## [To do]
Please return exactly the line that contains "Please identify the person sitting" and every line after it, through the last line of the records below, with no pictures.

## [Information supplied]

↓↓↓

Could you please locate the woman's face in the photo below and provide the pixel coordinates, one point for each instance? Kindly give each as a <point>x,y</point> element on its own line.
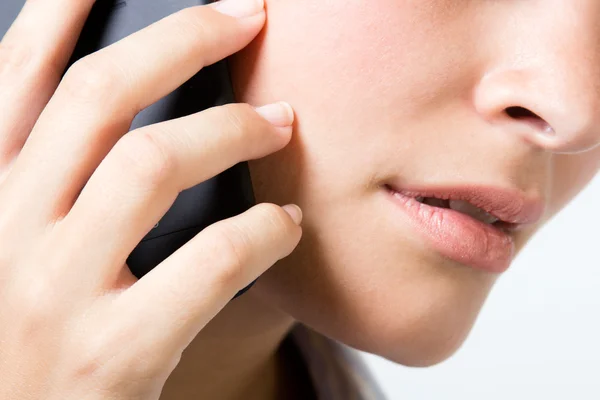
<point>470,98</point>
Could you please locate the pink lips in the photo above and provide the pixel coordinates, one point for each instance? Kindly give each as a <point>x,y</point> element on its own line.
<point>462,238</point>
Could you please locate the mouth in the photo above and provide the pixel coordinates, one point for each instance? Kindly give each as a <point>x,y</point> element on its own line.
<point>474,226</point>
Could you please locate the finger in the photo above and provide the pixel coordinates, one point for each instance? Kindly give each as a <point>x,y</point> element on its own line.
<point>139,180</point>
<point>99,96</point>
<point>175,300</point>
<point>33,55</point>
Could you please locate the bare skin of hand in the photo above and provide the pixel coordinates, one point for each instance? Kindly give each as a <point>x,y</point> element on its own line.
<point>78,192</point>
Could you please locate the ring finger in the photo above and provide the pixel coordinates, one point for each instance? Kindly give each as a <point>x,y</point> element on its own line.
<point>138,181</point>
<point>101,94</point>
<point>33,54</point>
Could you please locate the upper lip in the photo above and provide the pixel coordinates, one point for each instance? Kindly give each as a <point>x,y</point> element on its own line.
<point>509,205</point>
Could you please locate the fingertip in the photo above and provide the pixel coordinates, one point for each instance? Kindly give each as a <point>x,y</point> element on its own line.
<point>295,212</point>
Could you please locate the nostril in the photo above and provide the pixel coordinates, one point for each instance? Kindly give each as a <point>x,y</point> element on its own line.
<point>525,115</point>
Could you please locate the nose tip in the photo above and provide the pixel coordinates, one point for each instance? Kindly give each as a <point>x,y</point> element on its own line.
<point>556,122</point>
<point>563,135</point>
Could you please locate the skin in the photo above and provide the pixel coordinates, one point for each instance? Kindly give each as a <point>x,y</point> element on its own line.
<point>385,89</point>
<point>413,90</point>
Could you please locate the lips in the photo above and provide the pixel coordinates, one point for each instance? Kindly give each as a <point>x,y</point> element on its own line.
<point>460,234</point>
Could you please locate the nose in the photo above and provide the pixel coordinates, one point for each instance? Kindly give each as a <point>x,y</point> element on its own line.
<point>544,85</point>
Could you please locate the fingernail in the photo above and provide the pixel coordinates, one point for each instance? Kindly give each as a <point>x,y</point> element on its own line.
<point>239,8</point>
<point>294,211</point>
<point>279,114</point>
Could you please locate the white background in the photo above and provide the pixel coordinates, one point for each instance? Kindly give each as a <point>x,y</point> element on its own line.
<point>538,335</point>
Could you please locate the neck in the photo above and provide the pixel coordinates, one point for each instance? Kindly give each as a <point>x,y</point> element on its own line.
<point>234,356</point>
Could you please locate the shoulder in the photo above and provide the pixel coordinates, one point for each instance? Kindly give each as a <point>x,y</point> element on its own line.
<point>336,370</point>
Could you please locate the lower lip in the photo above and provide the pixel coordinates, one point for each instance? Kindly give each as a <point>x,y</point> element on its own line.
<point>458,236</point>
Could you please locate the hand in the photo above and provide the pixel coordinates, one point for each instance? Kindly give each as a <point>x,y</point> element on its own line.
<point>81,192</point>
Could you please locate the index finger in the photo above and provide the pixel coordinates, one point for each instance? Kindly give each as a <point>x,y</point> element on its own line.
<point>101,94</point>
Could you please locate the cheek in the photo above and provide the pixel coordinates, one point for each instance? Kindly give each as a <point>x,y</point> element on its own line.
<point>354,72</point>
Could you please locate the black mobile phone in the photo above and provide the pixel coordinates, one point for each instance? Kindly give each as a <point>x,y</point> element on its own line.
<point>227,194</point>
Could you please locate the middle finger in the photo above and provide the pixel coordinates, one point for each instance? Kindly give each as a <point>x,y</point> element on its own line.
<point>100,95</point>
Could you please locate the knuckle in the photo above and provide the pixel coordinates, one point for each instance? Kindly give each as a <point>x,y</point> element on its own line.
<point>14,59</point>
<point>232,250</point>
<point>147,158</point>
<point>37,301</point>
<point>90,79</point>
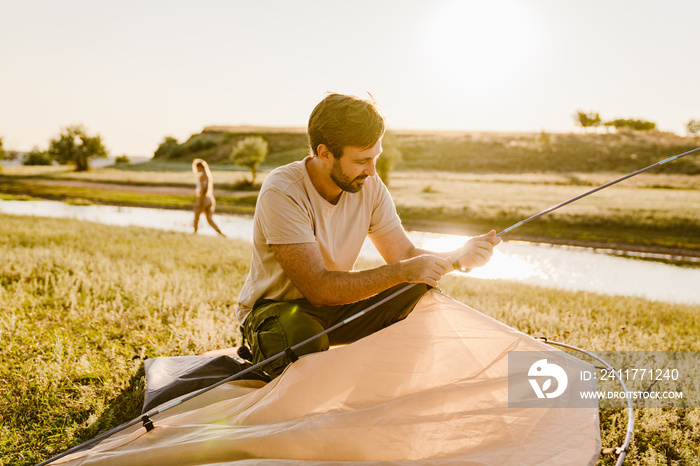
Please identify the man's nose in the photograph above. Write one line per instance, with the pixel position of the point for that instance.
(372, 170)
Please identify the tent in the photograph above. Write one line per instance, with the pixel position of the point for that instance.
(431, 389)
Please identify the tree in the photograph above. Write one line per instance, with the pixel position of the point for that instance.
(37, 157)
(587, 120)
(391, 155)
(74, 146)
(250, 152)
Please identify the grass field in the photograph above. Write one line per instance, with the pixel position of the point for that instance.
(651, 212)
(83, 304)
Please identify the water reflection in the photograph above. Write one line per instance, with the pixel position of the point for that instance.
(547, 265)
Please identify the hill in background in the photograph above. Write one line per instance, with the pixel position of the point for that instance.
(475, 152)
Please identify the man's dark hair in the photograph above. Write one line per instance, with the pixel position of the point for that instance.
(342, 120)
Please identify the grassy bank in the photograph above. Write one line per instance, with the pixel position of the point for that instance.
(463, 151)
(83, 304)
(651, 212)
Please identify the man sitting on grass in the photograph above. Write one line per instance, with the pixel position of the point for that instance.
(311, 219)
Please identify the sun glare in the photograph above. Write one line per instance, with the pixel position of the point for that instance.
(481, 47)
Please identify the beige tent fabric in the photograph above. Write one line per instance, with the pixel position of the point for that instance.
(431, 389)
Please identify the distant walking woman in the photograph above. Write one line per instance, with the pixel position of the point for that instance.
(205, 194)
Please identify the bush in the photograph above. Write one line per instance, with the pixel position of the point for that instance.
(37, 157)
(636, 125)
(199, 142)
(168, 149)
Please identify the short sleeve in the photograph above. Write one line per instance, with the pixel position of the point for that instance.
(282, 220)
(384, 216)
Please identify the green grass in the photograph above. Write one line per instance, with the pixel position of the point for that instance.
(18, 189)
(83, 304)
(653, 212)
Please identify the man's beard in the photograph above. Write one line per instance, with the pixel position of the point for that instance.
(343, 181)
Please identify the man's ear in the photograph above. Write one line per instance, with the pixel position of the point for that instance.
(324, 153)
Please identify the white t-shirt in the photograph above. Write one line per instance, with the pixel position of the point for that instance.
(290, 211)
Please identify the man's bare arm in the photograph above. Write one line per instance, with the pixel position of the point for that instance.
(304, 265)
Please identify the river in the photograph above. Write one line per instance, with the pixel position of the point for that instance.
(563, 267)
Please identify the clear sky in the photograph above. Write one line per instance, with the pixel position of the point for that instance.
(137, 71)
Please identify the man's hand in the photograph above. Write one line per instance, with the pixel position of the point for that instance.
(477, 251)
(426, 268)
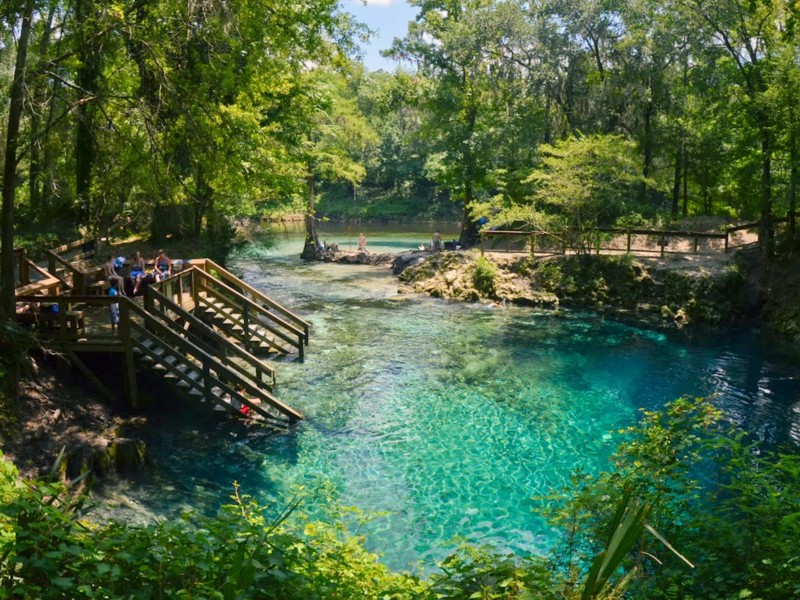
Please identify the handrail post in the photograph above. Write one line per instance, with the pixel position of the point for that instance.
(206, 380)
(129, 386)
(24, 272)
(246, 320)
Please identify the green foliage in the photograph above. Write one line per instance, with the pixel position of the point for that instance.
(484, 276)
(721, 502)
(684, 484)
(50, 551)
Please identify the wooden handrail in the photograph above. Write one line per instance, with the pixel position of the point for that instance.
(259, 366)
(210, 283)
(170, 340)
(77, 244)
(258, 296)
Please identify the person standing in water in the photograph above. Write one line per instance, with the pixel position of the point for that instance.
(436, 242)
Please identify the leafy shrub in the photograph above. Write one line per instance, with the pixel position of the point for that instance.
(483, 278)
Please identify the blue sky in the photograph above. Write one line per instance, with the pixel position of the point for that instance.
(389, 19)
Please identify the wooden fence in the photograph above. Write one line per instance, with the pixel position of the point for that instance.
(613, 240)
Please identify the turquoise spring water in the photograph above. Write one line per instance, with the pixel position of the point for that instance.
(448, 419)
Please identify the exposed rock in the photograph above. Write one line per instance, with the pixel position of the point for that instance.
(600, 282)
(358, 258)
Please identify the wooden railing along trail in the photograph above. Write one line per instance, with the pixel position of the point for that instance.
(198, 329)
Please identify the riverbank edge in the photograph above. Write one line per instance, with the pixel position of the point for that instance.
(677, 291)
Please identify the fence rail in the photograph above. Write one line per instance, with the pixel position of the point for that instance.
(613, 239)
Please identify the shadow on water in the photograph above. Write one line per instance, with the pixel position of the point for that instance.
(447, 417)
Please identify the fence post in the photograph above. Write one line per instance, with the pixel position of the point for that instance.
(129, 386)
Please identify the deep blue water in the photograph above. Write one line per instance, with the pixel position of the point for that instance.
(445, 418)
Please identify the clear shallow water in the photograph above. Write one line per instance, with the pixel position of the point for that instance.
(447, 418)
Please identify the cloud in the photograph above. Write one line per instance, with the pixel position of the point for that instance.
(377, 3)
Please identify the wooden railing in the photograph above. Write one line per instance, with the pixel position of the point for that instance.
(215, 374)
(77, 278)
(31, 279)
(210, 340)
(608, 238)
(252, 317)
(208, 265)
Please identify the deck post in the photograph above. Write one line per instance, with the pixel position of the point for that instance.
(129, 385)
(246, 320)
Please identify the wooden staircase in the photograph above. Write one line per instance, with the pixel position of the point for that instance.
(240, 312)
(197, 331)
(183, 360)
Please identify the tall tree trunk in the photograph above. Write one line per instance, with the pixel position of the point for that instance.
(40, 95)
(685, 182)
(7, 279)
(793, 171)
(647, 142)
(311, 247)
(767, 232)
(469, 229)
(676, 183)
(88, 74)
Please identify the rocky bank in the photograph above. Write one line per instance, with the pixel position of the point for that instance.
(681, 290)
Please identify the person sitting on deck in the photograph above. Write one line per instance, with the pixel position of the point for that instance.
(112, 276)
(436, 242)
(137, 271)
(114, 307)
(163, 266)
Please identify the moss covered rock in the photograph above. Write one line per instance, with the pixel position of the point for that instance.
(674, 292)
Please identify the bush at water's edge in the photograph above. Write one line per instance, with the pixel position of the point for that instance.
(729, 511)
(596, 282)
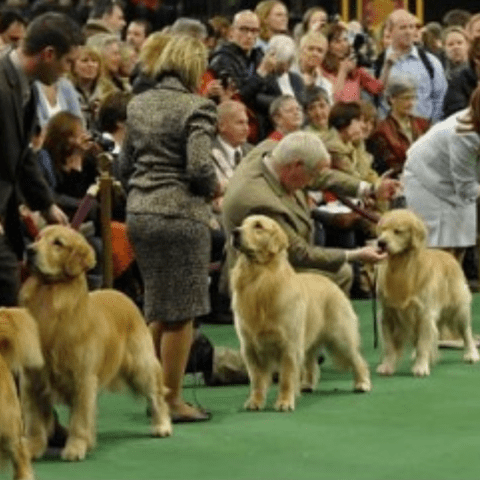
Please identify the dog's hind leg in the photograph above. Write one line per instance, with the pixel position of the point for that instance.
(463, 323)
(147, 378)
(260, 378)
(20, 456)
(81, 434)
(310, 371)
(37, 407)
(289, 379)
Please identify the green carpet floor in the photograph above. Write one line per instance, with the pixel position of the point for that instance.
(406, 428)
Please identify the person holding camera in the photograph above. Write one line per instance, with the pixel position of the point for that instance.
(341, 68)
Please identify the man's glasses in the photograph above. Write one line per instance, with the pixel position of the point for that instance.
(244, 29)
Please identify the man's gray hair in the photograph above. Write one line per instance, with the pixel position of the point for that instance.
(284, 48)
(305, 146)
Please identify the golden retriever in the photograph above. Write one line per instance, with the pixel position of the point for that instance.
(283, 317)
(19, 349)
(420, 290)
(89, 341)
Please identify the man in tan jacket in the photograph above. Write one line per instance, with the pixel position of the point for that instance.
(274, 184)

↑↑↑

## [Finished exercise]
Please identify the person sitting on deck in the photograph above. Write one line per instance, with the pixel position of the point for that instance.
(112, 276)
(436, 242)
(137, 271)
(114, 307)
(163, 266)
Please identify the moss covered rock in the photograph above. Write one line per instance, with the pixel position of the point for that instance.
(674, 292)
Please identify the bush at water's edge in the photograph above. Write one line per instance, with the pixel position of the point for that instance.
(729, 511)
(596, 282)
Please identify the dog's hind leg in the photograph above. Write one line per instance, with the pixel position of the point for that instance.
(463, 323)
(147, 378)
(260, 378)
(20, 456)
(81, 434)
(310, 371)
(37, 407)
(289, 379)
Please identify the green carpet floor in the photograph above. Write one line per instance, with the pixel position of the point for that instance.
(406, 428)
Please identify the person holding camera in the photograph above. Write one line per instance, with the pixel position of the point for that instance.
(341, 68)
Please identify the man's glasses in the photograph above. Write one line per instance, with the pixel position of the point for that instance.
(244, 29)
Please identify the man's gray hair in the photograph above. Write one line per instance, with the pixel position of the point for that instance.
(284, 48)
(305, 146)
Please identify the golden retriever in the photograph above. Write one line per instance, with the pixel position of the point for that instance.
(283, 317)
(19, 349)
(420, 290)
(89, 341)
Please identify the man in tan jacket in the photograph above. Write one line per instance, with the pixel position of the point for that instance.
(274, 184)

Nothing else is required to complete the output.